=== Extracted material ===
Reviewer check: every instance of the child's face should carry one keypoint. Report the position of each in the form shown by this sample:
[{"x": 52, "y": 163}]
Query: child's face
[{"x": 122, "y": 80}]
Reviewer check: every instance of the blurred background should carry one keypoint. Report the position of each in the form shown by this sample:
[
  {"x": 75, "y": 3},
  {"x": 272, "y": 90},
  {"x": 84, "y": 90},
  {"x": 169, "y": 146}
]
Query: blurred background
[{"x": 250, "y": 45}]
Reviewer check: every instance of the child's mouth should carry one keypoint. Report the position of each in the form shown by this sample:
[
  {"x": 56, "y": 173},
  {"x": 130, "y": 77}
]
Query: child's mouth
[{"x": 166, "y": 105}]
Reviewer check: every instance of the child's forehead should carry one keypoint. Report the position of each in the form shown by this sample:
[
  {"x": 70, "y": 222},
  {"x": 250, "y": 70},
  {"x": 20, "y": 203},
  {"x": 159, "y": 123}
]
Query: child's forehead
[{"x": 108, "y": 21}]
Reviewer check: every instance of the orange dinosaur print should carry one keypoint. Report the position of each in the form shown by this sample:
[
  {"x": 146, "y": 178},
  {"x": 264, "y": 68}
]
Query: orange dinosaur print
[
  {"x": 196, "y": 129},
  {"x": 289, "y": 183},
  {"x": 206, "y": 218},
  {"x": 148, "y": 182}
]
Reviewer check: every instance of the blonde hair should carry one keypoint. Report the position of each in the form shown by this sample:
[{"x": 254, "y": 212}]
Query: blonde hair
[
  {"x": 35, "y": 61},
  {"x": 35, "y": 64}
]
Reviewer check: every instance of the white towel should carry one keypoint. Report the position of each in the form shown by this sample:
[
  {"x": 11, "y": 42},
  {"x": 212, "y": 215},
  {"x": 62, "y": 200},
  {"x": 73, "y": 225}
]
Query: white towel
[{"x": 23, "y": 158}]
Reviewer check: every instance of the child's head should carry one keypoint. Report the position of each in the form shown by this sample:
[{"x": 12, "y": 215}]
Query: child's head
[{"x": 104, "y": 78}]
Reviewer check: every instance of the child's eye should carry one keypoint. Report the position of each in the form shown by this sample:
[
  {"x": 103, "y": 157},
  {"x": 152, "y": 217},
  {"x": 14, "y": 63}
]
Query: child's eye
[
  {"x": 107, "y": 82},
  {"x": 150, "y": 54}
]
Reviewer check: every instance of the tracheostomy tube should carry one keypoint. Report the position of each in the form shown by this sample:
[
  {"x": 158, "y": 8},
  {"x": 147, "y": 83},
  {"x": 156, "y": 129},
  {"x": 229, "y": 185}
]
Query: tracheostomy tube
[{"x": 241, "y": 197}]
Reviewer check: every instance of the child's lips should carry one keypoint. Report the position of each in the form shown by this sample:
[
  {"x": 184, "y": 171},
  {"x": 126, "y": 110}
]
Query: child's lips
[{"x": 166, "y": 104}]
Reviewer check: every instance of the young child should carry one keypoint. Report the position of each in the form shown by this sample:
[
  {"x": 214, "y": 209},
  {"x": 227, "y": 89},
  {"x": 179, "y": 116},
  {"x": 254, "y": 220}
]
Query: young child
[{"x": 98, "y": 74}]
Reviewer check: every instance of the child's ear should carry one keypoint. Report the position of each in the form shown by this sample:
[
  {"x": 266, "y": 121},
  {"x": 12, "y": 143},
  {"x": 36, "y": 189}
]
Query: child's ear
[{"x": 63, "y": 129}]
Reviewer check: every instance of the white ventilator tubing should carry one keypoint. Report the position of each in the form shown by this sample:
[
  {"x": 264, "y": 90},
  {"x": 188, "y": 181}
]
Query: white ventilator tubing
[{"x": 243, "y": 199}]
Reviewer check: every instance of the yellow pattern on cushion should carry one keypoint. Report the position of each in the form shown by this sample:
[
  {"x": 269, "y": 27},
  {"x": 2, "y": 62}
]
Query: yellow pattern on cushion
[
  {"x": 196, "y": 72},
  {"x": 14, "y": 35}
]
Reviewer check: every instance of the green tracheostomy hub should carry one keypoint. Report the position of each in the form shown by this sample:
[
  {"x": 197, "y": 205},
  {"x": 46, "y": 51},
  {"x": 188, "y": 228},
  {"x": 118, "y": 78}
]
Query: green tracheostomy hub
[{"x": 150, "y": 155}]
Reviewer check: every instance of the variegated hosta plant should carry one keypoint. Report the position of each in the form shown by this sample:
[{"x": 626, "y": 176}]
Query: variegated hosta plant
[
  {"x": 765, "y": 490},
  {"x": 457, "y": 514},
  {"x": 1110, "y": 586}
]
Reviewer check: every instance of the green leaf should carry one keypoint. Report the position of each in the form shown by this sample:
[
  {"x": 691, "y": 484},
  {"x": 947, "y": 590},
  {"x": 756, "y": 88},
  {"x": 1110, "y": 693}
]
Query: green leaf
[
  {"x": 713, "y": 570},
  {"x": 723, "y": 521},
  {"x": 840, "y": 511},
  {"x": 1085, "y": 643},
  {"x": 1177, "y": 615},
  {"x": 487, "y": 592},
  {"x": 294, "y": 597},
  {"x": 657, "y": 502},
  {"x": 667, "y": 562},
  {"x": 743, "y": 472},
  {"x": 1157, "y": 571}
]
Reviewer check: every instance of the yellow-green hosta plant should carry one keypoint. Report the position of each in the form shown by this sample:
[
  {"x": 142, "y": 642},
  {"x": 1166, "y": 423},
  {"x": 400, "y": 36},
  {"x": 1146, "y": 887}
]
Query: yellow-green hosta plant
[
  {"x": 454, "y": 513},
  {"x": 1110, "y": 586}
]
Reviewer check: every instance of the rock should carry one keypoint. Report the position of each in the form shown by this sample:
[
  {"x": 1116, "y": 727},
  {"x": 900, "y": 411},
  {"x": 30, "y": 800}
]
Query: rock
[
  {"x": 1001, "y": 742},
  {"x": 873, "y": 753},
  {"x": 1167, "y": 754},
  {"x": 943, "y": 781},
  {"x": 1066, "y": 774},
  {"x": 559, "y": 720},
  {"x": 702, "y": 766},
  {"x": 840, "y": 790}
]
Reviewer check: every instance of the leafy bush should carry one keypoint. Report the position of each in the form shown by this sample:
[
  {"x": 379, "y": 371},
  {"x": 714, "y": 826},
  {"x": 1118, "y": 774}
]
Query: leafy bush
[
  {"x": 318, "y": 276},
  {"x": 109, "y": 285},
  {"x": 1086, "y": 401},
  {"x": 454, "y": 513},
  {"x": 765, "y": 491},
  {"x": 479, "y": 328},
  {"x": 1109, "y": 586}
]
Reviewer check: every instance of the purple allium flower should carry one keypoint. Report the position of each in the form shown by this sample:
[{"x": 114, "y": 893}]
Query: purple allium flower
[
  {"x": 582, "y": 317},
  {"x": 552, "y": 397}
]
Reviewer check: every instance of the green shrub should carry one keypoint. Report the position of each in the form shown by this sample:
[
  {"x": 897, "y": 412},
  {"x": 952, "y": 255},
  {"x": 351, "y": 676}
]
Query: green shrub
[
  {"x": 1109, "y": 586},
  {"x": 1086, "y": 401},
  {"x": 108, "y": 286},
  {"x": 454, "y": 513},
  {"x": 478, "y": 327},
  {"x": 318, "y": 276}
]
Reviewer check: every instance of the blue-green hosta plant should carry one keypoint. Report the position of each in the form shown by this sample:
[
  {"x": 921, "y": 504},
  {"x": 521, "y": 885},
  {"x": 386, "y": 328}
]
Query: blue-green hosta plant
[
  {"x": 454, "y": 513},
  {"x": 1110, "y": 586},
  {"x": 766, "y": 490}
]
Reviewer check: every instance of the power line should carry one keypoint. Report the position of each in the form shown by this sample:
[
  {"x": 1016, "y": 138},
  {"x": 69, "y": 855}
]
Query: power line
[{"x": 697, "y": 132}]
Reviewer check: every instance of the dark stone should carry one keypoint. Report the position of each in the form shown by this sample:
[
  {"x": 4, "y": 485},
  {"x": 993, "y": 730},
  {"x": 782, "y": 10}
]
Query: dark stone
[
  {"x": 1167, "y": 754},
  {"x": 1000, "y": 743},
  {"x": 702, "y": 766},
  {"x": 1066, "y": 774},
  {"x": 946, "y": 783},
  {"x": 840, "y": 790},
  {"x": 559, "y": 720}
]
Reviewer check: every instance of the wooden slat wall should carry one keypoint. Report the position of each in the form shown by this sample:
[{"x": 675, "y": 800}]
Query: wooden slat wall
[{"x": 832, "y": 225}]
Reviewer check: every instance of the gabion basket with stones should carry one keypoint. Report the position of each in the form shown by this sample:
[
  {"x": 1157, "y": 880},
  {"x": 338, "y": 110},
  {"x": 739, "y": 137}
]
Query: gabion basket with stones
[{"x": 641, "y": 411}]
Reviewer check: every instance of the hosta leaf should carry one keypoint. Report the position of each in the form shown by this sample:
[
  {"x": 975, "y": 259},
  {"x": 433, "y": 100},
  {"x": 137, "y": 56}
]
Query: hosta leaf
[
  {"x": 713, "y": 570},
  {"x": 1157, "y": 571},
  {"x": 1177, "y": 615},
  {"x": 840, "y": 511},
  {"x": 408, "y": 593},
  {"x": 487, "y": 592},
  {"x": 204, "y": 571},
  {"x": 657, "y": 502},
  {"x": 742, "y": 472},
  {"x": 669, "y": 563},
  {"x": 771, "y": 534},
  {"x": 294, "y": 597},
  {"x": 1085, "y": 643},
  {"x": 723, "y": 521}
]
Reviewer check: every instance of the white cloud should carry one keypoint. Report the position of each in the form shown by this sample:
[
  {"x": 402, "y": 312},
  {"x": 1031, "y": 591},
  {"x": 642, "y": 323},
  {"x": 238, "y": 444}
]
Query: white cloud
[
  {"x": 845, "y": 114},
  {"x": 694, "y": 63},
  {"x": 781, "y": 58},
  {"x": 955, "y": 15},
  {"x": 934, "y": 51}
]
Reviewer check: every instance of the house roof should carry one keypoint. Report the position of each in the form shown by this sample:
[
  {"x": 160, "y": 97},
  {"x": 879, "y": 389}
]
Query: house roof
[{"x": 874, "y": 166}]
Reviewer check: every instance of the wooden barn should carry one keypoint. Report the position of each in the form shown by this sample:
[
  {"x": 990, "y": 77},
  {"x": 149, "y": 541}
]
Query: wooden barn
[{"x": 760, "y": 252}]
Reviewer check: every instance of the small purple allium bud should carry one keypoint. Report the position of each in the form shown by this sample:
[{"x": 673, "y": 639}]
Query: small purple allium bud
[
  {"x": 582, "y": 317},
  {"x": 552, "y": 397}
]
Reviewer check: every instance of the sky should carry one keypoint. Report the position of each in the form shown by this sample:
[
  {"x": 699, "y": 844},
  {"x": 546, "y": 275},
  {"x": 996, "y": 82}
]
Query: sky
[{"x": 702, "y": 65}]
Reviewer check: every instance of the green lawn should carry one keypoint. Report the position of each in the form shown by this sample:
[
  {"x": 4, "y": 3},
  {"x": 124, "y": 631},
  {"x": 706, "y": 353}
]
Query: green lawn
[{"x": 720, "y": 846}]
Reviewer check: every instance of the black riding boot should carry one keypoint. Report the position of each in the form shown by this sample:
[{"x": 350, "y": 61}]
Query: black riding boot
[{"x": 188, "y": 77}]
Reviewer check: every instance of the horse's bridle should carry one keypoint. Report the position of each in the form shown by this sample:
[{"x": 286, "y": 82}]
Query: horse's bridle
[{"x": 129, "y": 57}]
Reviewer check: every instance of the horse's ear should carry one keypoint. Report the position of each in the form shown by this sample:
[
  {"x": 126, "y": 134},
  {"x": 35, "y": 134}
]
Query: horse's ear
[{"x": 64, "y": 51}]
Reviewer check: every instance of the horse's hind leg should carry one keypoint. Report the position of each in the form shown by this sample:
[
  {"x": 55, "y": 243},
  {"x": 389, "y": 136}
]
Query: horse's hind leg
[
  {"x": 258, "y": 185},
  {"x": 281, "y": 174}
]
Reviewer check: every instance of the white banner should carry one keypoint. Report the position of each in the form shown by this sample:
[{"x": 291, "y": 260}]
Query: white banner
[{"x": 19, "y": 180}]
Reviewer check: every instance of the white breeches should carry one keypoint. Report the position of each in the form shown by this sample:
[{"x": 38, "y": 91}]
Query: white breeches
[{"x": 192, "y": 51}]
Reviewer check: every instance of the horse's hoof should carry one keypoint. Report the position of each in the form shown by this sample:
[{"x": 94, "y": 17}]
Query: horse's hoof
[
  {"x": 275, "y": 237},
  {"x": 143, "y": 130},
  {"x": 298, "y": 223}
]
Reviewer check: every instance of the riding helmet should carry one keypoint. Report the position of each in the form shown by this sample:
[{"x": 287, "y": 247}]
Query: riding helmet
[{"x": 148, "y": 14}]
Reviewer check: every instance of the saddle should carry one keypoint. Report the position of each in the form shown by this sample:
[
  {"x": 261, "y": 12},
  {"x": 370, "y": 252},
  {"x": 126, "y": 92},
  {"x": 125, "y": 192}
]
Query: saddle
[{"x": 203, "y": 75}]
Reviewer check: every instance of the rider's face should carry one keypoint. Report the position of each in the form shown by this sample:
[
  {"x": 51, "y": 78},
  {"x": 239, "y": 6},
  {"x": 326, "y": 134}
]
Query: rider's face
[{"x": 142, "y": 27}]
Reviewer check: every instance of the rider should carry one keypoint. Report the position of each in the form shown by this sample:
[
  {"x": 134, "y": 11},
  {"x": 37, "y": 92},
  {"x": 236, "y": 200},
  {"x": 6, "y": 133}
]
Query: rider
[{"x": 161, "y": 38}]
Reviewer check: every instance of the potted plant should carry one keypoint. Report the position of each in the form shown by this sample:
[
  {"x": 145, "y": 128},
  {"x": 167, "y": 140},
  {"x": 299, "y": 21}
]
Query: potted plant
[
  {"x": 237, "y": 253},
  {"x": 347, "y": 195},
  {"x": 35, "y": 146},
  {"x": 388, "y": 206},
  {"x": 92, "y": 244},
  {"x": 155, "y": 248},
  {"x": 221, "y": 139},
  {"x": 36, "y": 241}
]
===
Give again the lines from the line holding "Reviewer check: every instance of the rider should" through the close of the listing, both included, exactly as written and with nothing else.

** Task result **
Reviewer check: every instance of the rider should carry one keypoint. Report the position of each in the form shown by this sample:
[
  {"x": 134, "y": 11},
  {"x": 37, "y": 92},
  {"x": 236, "y": 200},
  {"x": 6, "y": 133}
]
Query: rider
[{"x": 161, "y": 38}]
Reviewer check: every instance of the potted plant should carry one keypoint. Report the position of each in the form shown by this sample:
[
  {"x": 145, "y": 128},
  {"x": 167, "y": 140},
  {"x": 299, "y": 21}
]
Query: potted plant
[
  {"x": 237, "y": 253},
  {"x": 347, "y": 195},
  {"x": 35, "y": 146},
  {"x": 388, "y": 206},
  {"x": 92, "y": 244},
  {"x": 155, "y": 248},
  {"x": 221, "y": 139},
  {"x": 36, "y": 241}
]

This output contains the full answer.